**Exercise**
Revise the data from the line containing "of the carved" through the end of the data, replacing "ornate" with "decorative" and leaving everything else unchanged.

**Task inputs**

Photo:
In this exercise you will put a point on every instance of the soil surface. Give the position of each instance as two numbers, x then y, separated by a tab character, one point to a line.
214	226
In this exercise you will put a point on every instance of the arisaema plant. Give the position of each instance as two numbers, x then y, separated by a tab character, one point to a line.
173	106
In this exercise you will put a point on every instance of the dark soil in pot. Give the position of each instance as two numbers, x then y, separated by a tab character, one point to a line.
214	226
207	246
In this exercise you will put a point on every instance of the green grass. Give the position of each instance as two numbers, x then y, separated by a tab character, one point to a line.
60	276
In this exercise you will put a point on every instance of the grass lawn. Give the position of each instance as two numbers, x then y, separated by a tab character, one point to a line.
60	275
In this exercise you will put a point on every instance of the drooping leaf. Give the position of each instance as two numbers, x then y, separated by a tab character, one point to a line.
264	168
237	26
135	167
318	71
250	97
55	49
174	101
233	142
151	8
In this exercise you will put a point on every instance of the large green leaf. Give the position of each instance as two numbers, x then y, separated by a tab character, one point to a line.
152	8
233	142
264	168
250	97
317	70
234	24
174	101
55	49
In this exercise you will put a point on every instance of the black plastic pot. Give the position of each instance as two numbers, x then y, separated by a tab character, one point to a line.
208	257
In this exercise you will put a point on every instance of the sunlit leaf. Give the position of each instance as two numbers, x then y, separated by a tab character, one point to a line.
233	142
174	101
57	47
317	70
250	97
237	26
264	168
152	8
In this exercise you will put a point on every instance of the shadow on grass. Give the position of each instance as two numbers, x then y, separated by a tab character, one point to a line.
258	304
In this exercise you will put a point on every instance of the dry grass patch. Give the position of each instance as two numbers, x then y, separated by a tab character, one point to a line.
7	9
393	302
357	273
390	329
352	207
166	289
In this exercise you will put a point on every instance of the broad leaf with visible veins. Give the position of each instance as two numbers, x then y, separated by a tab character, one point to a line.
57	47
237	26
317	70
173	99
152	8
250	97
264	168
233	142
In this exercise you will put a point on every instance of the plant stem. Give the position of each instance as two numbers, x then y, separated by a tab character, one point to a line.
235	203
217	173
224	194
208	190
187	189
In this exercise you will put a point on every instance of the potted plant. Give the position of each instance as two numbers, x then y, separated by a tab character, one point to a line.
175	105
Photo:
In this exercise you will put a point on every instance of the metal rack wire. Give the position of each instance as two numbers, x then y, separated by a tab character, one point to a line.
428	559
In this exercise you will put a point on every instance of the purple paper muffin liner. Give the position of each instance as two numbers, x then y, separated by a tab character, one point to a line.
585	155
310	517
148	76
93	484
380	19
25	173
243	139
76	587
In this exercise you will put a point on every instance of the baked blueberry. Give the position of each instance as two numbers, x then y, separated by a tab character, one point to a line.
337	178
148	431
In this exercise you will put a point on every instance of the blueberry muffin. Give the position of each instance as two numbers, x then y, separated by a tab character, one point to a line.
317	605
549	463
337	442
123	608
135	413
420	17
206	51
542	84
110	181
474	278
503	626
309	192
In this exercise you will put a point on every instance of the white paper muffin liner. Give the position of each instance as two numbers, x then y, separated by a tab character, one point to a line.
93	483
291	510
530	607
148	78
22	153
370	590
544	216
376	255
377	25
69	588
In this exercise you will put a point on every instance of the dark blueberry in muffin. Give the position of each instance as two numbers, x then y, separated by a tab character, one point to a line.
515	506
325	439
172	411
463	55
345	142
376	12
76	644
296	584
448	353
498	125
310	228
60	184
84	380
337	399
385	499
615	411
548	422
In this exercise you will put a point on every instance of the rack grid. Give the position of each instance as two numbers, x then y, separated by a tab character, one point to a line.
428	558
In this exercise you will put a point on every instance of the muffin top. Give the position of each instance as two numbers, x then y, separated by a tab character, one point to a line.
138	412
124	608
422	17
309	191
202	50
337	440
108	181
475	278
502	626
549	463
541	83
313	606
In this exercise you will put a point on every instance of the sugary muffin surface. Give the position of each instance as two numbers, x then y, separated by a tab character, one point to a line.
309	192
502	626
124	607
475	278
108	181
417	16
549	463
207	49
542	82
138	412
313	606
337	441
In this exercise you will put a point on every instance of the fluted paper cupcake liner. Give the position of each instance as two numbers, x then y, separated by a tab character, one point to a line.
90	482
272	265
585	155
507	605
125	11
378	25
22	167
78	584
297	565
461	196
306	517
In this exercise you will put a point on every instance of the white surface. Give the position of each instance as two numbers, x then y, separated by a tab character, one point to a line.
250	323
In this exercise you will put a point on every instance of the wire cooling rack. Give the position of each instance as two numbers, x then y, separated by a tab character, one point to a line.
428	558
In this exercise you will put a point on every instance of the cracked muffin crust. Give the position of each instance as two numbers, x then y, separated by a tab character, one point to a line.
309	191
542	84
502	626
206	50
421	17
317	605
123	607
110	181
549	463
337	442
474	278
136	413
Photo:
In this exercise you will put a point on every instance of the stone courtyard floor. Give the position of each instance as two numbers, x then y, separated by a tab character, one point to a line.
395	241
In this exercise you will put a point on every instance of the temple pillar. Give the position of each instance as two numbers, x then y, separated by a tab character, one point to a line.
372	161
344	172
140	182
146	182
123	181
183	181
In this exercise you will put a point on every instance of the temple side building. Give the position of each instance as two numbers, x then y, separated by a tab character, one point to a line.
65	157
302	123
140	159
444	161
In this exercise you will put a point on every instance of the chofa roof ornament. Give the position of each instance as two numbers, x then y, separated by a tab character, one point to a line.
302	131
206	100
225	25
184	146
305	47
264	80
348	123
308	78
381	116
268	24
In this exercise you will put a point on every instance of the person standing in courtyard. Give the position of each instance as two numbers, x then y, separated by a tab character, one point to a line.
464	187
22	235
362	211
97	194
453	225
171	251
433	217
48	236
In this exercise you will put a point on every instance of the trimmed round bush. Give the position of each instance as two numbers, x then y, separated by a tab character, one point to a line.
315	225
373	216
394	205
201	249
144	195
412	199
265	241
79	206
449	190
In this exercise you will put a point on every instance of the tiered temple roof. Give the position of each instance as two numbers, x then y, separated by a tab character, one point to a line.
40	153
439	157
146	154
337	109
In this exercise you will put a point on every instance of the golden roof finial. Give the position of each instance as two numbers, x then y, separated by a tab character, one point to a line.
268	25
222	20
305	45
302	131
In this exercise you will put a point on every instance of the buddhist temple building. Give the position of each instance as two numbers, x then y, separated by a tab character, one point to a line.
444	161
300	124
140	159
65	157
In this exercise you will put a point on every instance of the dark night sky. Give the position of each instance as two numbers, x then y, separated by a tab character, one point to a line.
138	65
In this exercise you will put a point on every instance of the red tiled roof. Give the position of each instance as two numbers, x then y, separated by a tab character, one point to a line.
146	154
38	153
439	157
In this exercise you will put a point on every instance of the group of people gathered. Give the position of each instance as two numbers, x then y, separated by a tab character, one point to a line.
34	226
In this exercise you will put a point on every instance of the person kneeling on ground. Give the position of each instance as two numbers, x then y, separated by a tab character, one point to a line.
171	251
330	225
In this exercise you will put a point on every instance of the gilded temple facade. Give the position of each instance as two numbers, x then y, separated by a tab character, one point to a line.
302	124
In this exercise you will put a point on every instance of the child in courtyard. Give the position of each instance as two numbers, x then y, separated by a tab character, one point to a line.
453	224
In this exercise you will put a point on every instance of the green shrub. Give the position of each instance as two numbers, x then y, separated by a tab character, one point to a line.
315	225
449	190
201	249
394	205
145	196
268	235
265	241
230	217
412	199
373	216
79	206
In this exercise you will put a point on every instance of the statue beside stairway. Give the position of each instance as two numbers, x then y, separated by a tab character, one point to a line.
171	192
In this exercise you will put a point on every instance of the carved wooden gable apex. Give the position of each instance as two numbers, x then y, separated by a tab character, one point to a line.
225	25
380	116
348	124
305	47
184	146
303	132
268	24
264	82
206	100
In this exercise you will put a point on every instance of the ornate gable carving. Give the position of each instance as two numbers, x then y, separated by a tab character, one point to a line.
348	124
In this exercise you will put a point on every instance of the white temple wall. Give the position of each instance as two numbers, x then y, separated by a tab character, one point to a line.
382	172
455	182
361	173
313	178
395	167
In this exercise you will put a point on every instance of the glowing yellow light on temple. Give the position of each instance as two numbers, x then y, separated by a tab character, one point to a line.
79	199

**Response for this exercise**
In this exercise you will put a point on every instance of the carved wooden gable apex. Give the position of each instance as two numbers, x then y, separated by a tab character, one point to a line.
225	25
380	116
348	124
305	47
184	146
303	132
268	24
264	82
206	100
In this exercise you will put a point on every instance of the decorative gable carving. Give the position of each instance as two numbers, x then y, separated by a tab character, one point to a line.
348	124
In this exercise you will put a point on every instance of the white temple wall. Give the position of each instance as two numbers, x then y, separated by a tab character, one point to a line.
382	172
455	182
361	173
313	178
395	167
In this exercise you will put a point on every instance of the glowing yellow light on temple. Give the position of each instance as two numbers, x then y, separated by a tab character, one point to a line.
79	199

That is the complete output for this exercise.